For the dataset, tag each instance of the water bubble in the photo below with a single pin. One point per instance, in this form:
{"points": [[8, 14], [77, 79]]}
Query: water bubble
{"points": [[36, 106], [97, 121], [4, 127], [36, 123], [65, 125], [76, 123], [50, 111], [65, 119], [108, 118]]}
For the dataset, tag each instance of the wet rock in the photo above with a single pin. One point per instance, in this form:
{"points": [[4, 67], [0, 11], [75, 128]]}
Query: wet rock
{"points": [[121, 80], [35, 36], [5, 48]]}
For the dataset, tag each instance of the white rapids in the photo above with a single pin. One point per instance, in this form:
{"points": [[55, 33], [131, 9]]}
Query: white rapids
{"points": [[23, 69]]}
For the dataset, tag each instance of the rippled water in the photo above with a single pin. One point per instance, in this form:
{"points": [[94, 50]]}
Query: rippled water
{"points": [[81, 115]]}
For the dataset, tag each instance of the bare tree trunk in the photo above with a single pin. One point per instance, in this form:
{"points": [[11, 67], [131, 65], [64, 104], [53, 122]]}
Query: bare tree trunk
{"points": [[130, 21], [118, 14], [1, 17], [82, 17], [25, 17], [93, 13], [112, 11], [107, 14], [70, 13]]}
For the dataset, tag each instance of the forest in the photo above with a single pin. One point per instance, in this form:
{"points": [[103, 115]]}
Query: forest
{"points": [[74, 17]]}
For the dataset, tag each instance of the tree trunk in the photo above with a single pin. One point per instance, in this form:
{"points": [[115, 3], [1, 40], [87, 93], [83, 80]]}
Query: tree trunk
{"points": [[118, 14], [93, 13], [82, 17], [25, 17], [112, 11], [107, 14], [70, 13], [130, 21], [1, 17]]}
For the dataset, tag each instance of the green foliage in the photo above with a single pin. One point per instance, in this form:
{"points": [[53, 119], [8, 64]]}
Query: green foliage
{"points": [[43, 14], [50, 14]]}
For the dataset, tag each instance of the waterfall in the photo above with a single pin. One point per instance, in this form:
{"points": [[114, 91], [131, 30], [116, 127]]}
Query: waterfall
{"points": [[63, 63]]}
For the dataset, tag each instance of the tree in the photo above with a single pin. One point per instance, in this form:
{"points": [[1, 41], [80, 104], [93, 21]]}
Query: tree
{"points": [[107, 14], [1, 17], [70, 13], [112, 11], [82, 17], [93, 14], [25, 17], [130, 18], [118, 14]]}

▬▬▬

*WHAT THE EXERCISE ASKS*.
Copy every entry above word for word, from the first to the last, changing nothing.

*CORRECT OUTPUT*.
For the dataset, tag each instance of the water bubble in the photo below with a single pin. One point per instance, in this form:
{"points": [[8, 14], [77, 79]]}
Query: water bubble
{"points": [[36, 106], [97, 121], [4, 127], [36, 123], [65, 125], [76, 123], [50, 111], [65, 119], [108, 118]]}
For the dataset, tag each instance of the wet rock in the photo above with a single pin. One point per instance, in this form:
{"points": [[4, 67], [0, 11], [75, 128]]}
Query: wet rock
{"points": [[121, 80], [35, 36], [5, 48]]}
For the dataset, tag each instance of the white rapids in the photo above with a single pin. One point per instance, in this form:
{"points": [[55, 33], [131, 9]]}
Query: white rapids
{"points": [[23, 69]]}
For the dataset, tag each instance of the rippled water in the photo above with a single pin. One point per instance, in this form:
{"points": [[94, 50]]}
Query: rippled water
{"points": [[81, 115]]}
For the dataset, tag each instance of the bare tree trunk in the photo above with a single pin. One point per instance, in this form:
{"points": [[11, 67], [131, 65], [64, 104], [53, 122]]}
Query: bare tree trunk
{"points": [[130, 21], [118, 14], [1, 17], [82, 17], [25, 17], [93, 13], [112, 11], [107, 14], [70, 13]]}
For the dataset, tag each instance of the forest in the photo above with a single pin. One point per instance, in this form:
{"points": [[103, 115]]}
Query: forest
{"points": [[74, 17]]}
For the dataset, tag each instance of the tree trunk in the photo above with a single pin. One point per instance, in this form:
{"points": [[115, 3], [1, 40], [87, 93], [83, 80]]}
Query: tree trunk
{"points": [[118, 14], [93, 13], [82, 17], [25, 17], [112, 11], [107, 14], [70, 13], [130, 21], [1, 17]]}
For the dataset, tag each instance of the green foliage in the photo above with a single pin. One point per instance, in this form:
{"points": [[53, 119], [8, 64]]}
Query: green foliage
{"points": [[43, 14], [50, 14]]}
For the dataset, tag each instance of the waterfall in the photo above with a single pin. One point per instance, in this form:
{"points": [[114, 91], [131, 30], [116, 127]]}
Query: waterfall
{"points": [[63, 63]]}
For the dataset, tag each instance of the tree in the photo above with a single pin. One point per instance, in this form:
{"points": [[1, 41], [80, 104], [93, 21]]}
Query: tree
{"points": [[107, 14], [1, 17], [70, 13], [112, 11], [82, 17], [93, 14], [25, 17], [130, 18], [118, 14]]}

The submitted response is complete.